REQUIRED ACTION 1 » In the job posting, which programming language is named as the primary one for building automation tools and workflows?
REQUIRED ACTION 2 » List the layers the job posting says the engineer will work across.

*** Opening of TEXT SEGMENT ***

Infrastructure Engineer (GPU & Compute) in United States at Jobgether
Explore Related Opportunities
Job Description
This position is posted by Jobgether on behalf of a partner company. We are currently looking for an Infrastructure Engineer (GPU & Compute) in the United States.
This role is at the core of building and scaling high-performance infrastructure designed for modern AI and machine learning workloads. You will work across hardware, systems, and software layers to ensure GPU-enabled environments are reliable, efficient, and production-ready from day one. The position combines deep technical expertise with hands-on ownership of image pipelines, system validation, and large-scale compute environments. You will play a critical role in enabling seamless deployment and operation of cutting-edge AI infrastructure by improving automation, diagnostics, and performance. Collaborating with cross-functional teams, you will help bring new systems online, validate next-generation hardware, and enhance operational efficiency. This is a high-impact opportunity within a fast-paced, innovation-driven environment focused on scaling compute for the future of AI.
- Own and evolve systems for image management, deployment, and validation across large-scale bare-metal and GPU-enabled infrastructure environments.
- Maintain and operate validation clusters used for system diagnostics, testing, and infrastructure bring-up to ensure readiness and reliability.
- Lead GPU diagnostics and validation workflows, identifying performance bottlenecks, failure patterns, and system-level issues across hardware and software layers.
- Build and enhance automation tools and workflows (primarily in Python) to streamline provisioning, validation, and operational processes.
- Support hardware qualification efforts for new platforms, including firmware, drivers, and operating system validation.

*** Close of TEXT SEGMENT ***
*** Opening of MATERIAL SUPPLIED ***

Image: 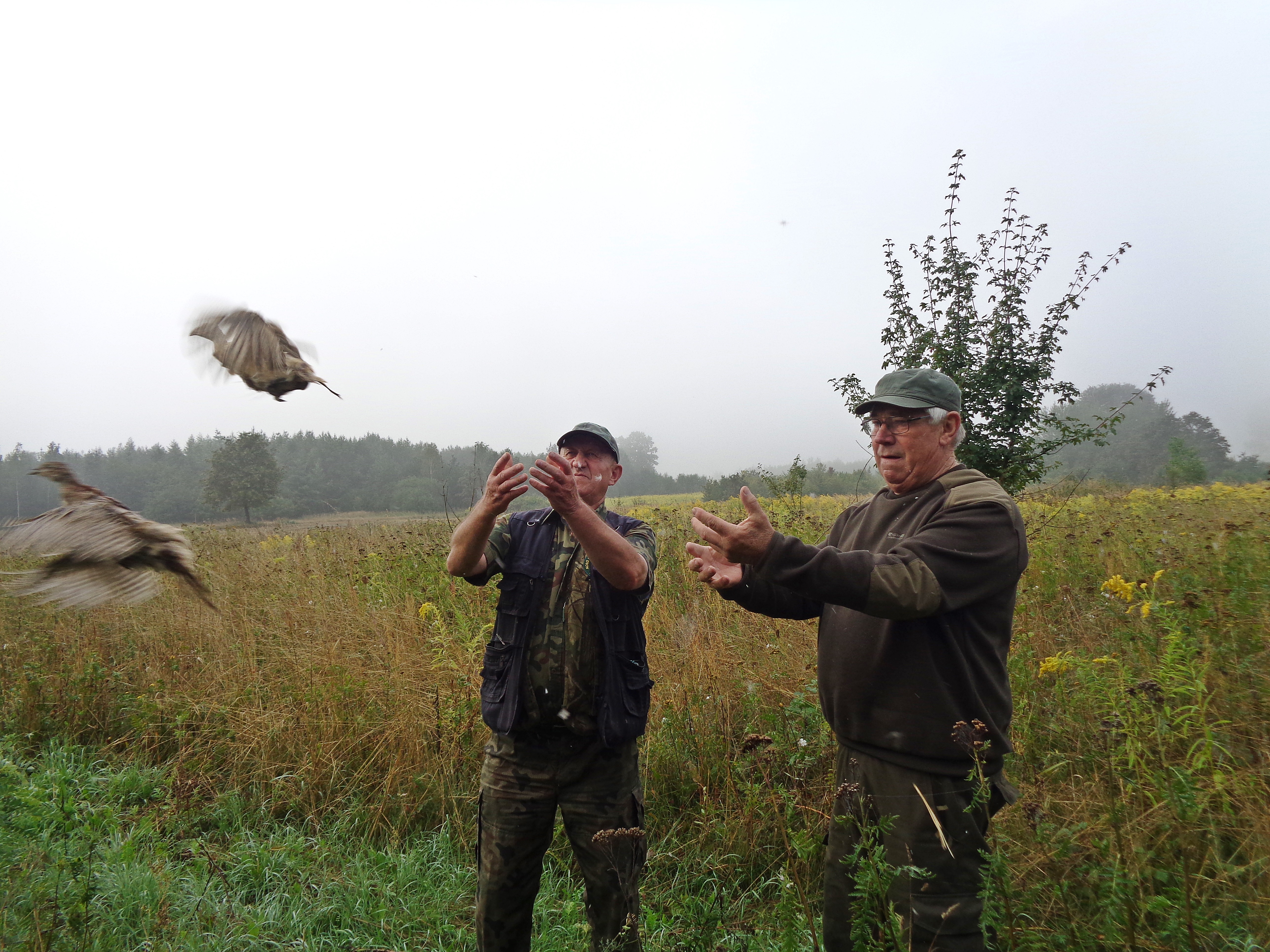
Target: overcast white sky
[0,0,1270,472]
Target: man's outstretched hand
[688,486,776,571]
[687,542,744,589]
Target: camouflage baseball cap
[852,367,961,414]
[556,423,622,463]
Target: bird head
[28,459,79,482]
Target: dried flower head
[591,826,644,847]
[833,783,860,800]
[1125,678,1164,704]
[952,720,988,757]
[1098,711,1124,741]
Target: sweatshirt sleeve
[753,503,1021,621]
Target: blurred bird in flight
[189,311,339,401]
[0,462,216,609]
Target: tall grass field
[0,484,1270,952]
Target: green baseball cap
[556,423,622,462]
[852,367,961,414]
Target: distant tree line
[0,432,704,523]
[0,393,1266,523]
[1049,383,1266,485]
[701,458,881,500]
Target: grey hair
[926,406,965,449]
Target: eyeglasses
[860,414,931,437]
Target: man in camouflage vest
[446,423,657,952]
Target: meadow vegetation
[0,484,1270,952]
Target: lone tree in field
[203,432,282,522]
[829,150,1170,493]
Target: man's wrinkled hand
[529,453,583,514]
[686,542,744,589]
[481,453,529,515]
[692,486,776,565]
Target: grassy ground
[0,485,1270,950]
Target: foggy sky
[0,0,1270,472]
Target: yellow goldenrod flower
[1038,651,1072,678]
[1102,575,1135,602]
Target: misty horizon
[0,0,1270,474]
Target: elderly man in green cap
[446,423,657,952]
[688,368,1027,952]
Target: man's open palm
[485,453,529,513]
[690,486,776,565]
[687,542,744,589]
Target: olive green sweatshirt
[720,466,1027,776]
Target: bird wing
[5,562,161,608]
[0,496,154,562]
[189,311,291,377]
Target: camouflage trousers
[476,729,645,952]
[823,746,1019,952]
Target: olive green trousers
[823,746,1019,952]
[476,729,646,952]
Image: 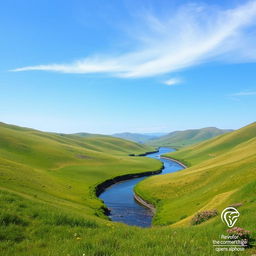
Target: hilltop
[136,123,256,230]
[147,127,232,148]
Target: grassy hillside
[112,132,158,143]
[0,121,256,256]
[0,123,160,214]
[136,123,256,227]
[147,127,231,148]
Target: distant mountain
[112,132,162,143]
[147,127,232,148]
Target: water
[99,147,184,227]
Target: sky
[0,0,256,134]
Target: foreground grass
[0,124,256,256]
[135,123,256,254]
[0,124,161,218]
[0,188,253,256]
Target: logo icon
[221,207,240,228]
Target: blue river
[99,147,184,227]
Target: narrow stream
[99,147,184,227]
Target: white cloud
[163,78,182,86]
[232,92,256,96]
[12,0,256,78]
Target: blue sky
[0,0,256,134]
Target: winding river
[99,147,184,227]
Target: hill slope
[0,123,160,216]
[147,127,232,148]
[112,132,158,143]
[136,123,256,230]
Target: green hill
[136,123,256,230]
[147,127,232,148]
[0,123,256,256]
[112,132,157,143]
[0,123,160,216]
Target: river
[99,147,184,227]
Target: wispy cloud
[163,78,182,86]
[231,92,256,96]
[12,0,256,78]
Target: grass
[135,123,256,252]
[0,121,256,256]
[146,127,231,149]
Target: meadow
[0,123,256,256]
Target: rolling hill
[112,132,159,143]
[0,123,256,256]
[0,123,160,216]
[136,123,256,230]
[147,127,232,148]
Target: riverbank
[134,156,188,218]
[160,156,188,169]
[94,148,186,227]
[133,192,156,214]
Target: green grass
[0,121,161,217]
[0,121,256,256]
[146,127,231,149]
[136,123,256,225]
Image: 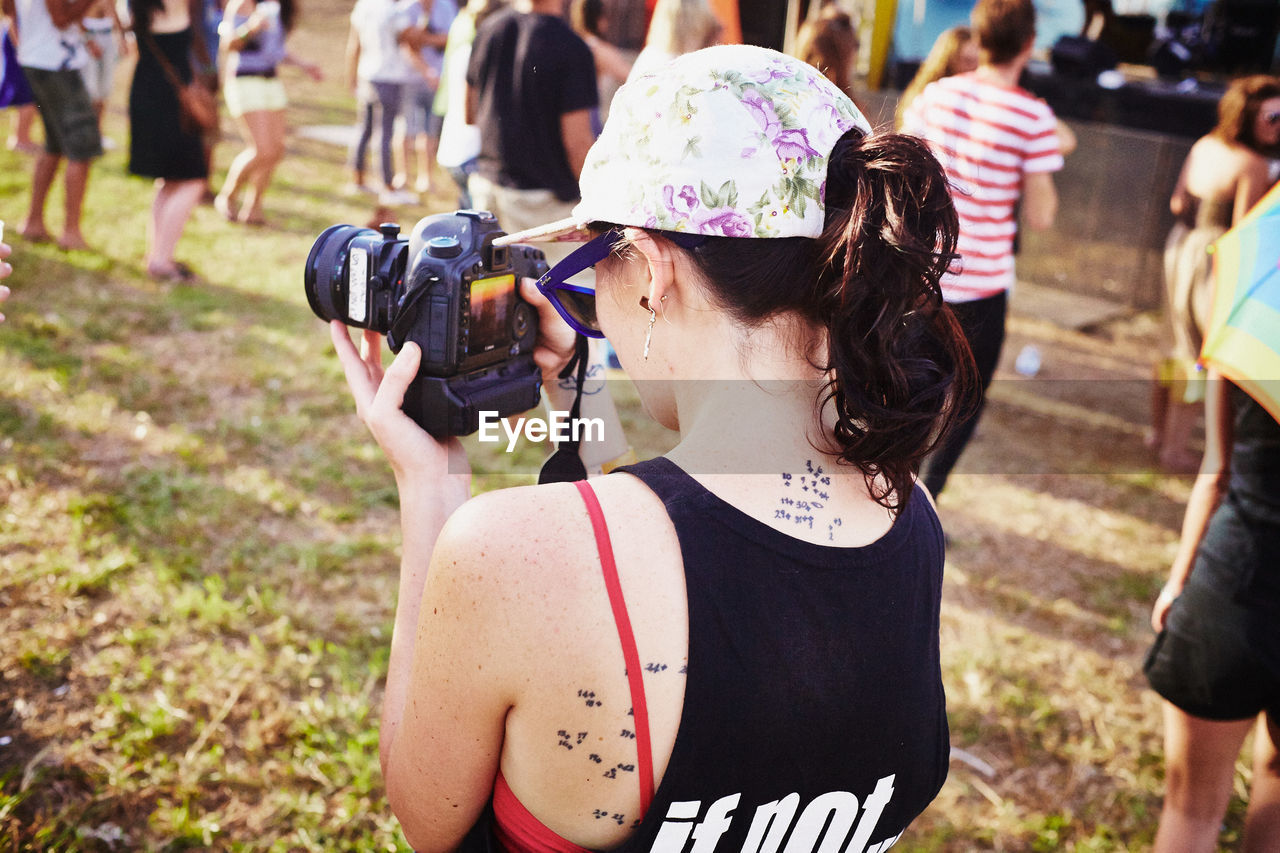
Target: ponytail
[634,129,979,511]
[810,132,977,508]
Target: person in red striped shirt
[902,0,1074,494]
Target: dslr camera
[312,210,547,438]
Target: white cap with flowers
[503,45,870,242]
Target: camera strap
[538,334,591,484]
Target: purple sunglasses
[538,228,707,338]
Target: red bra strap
[573,480,653,817]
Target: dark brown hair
[650,129,978,510]
[969,0,1036,65]
[568,0,605,38]
[1212,74,1280,150]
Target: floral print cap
[494,45,870,242]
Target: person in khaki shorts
[466,0,599,263]
[5,0,102,248]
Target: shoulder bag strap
[573,480,654,817]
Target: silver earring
[640,296,667,361]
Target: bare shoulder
[429,475,664,622]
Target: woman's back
[1187,136,1262,211]
[455,459,947,849]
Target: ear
[626,228,676,310]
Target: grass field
[0,0,1248,850]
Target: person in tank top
[330,45,975,853]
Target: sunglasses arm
[543,341,628,475]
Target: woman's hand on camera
[329,320,470,480]
[520,278,577,384]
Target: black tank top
[609,457,950,853]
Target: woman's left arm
[1151,370,1234,631]
[1231,151,1274,223]
[329,320,471,770]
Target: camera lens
[302,225,378,325]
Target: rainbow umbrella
[1199,184,1280,420]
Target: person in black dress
[129,0,209,282]
[1146,370,1280,853]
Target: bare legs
[19,151,90,248]
[147,178,205,279]
[1152,702,1280,853]
[1242,715,1280,853]
[214,110,285,225]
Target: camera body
[312,210,547,438]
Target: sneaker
[378,190,419,207]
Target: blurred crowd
[0,0,1280,850]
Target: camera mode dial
[426,237,462,259]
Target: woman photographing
[332,46,973,850]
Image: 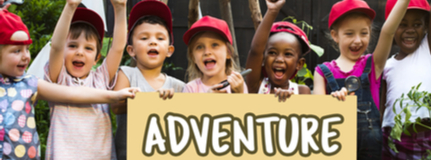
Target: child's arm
[245,0,285,93]
[373,0,410,80]
[105,0,127,81]
[36,80,139,104]
[48,0,81,83]
[111,70,130,114]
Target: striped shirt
[45,61,117,160]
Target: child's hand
[207,84,227,93]
[111,0,127,6]
[112,88,140,102]
[330,87,355,101]
[274,88,294,102]
[266,0,285,12]
[227,71,244,93]
[157,88,174,100]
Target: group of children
[0,0,431,159]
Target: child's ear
[296,57,306,71]
[330,29,339,43]
[126,44,135,57]
[167,45,175,57]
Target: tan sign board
[127,93,357,159]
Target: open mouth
[204,59,216,69]
[72,61,85,68]
[147,49,159,56]
[273,68,285,79]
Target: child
[183,16,248,93]
[381,0,431,159]
[45,0,126,159]
[314,0,409,159]
[0,10,136,159]
[246,0,310,101]
[111,0,184,159]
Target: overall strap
[360,56,373,89]
[318,64,340,92]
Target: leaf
[309,44,324,57]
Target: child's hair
[183,16,240,81]
[128,15,171,45]
[326,0,376,51]
[69,23,102,60]
[186,32,240,81]
[69,7,105,60]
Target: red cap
[72,7,105,44]
[385,0,430,19]
[270,21,310,54]
[128,0,174,44]
[183,16,232,45]
[328,0,375,29]
[0,9,32,45]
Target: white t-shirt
[382,36,431,127]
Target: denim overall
[318,56,382,160]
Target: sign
[127,93,357,160]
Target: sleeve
[95,59,118,90]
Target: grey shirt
[115,66,185,160]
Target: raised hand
[274,88,294,102]
[266,0,285,12]
[227,71,244,93]
[157,88,174,100]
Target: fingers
[331,87,348,101]
[157,88,174,100]
[274,88,294,102]
[227,71,244,93]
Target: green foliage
[388,83,431,159]
[282,16,324,84]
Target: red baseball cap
[183,16,232,45]
[128,0,174,45]
[0,9,33,45]
[270,21,310,55]
[385,0,430,19]
[328,0,375,29]
[72,7,105,44]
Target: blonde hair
[186,31,240,82]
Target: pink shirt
[315,54,381,109]
[45,60,117,159]
[183,78,248,93]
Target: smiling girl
[314,0,409,159]
[183,16,248,93]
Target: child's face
[0,45,30,77]
[264,32,304,87]
[64,32,98,78]
[127,23,174,69]
[190,32,231,77]
[331,16,371,61]
[395,9,426,54]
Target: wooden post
[249,0,262,30]
[188,0,199,28]
[219,0,240,66]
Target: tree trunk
[249,0,262,30]
[219,0,240,69]
[160,0,168,5]
[188,0,199,28]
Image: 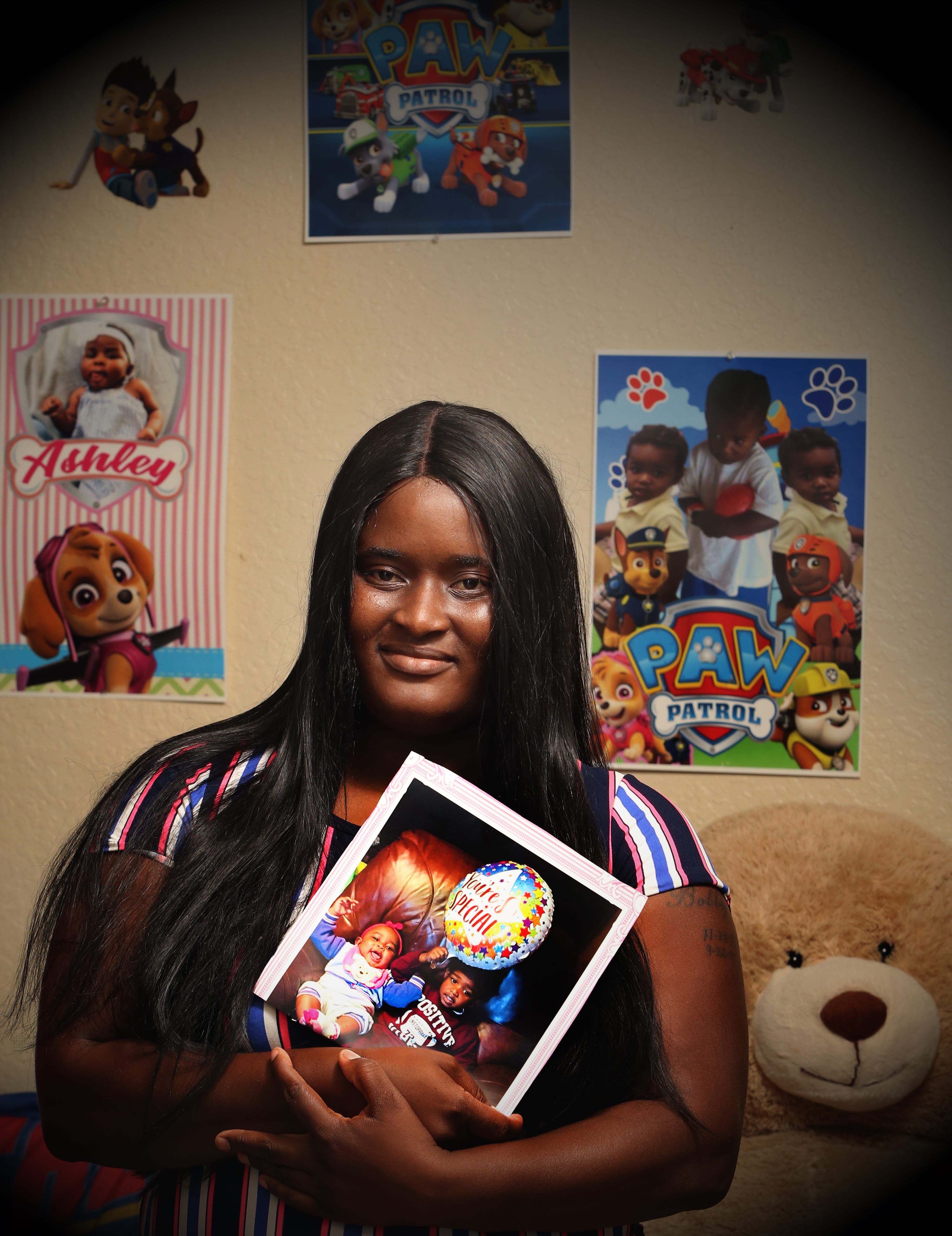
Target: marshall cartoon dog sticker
[592,352,867,776]
[0,295,231,700]
[305,0,571,241]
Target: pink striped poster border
[0,294,231,701]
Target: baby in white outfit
[40,323,163,441]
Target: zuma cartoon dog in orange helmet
[440,116,528,206]
[786,535,856,665]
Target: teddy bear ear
[20,575,65,659]
[109,533,156,592]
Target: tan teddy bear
[645,805,952,1236]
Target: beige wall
[0,0,952,1112]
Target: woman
[11,403,747,1233]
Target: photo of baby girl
[268,783,614,1102]
[40,321,163,441]
[16,309,188,512]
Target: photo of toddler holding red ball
[678,370,784,611]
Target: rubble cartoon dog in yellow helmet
[773,661,859,772]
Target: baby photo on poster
[591,352,867,776]
[304,0,571,241]
[0,295,230,700]
[255,755,644,1111]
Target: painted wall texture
[0,0,952,1230]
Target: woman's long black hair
[10,402,692,1127]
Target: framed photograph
[255,754,647,1115]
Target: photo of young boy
[595,425,687,606]
[773,425,864,644]
[678,370,784,611]
[378,946,502,1069]
[262,783,617,1101]
[591,351,867,775]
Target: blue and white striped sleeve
[608,774,730,901]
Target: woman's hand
[215,1048,522,1224]
[331,1047,522,1149]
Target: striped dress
[104,750,727,1236]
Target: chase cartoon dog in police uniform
[773,661,859,772]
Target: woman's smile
[377,642,456,677]
[350,476,492,737]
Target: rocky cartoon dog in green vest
[338,111,430,215]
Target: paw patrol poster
[0,295,231,701]
[592,352,867,776]
[304,0,571,241]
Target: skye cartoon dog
[310,0,377,52]
[20,523,157,695]
[592,653,671,764]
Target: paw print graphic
[628,367,668,412]
[800,365,858,420]
[608,455,625,493]
[691,635,724,665]
[417,30,445,56]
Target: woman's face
[350,477,492,737]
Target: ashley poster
[0,295,231,700]
[305,0,571,241]
[592,352,867,776]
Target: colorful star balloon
[444,863,553,970]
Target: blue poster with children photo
[592,352,867,776]
[304,0,571,241]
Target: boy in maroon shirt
[377,946,498,1069]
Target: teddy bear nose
[820,991,887,1043]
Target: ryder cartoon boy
[50,56,158,210]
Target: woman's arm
[36,855,511,1172]
[219,888,747,1231]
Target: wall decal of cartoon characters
[592,352,867,775]
[51,56,211,210]
[0,295,231,701]
[674,4,792,120]
[307,0,571,241]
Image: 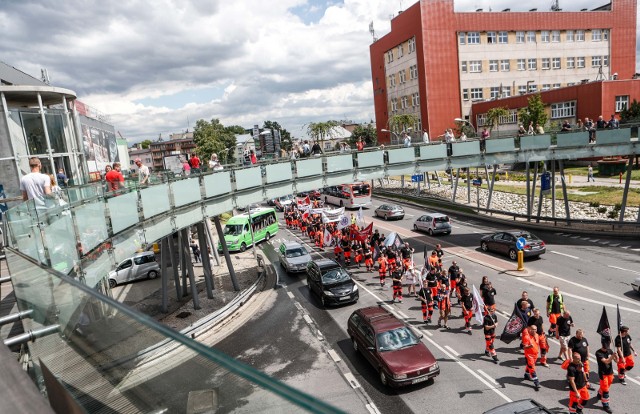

*** Close of MATERIAL SUPPLIED ***

ANSWER AREA 1 » Python

ANSWER AREA 2 » Hardware, systems, and software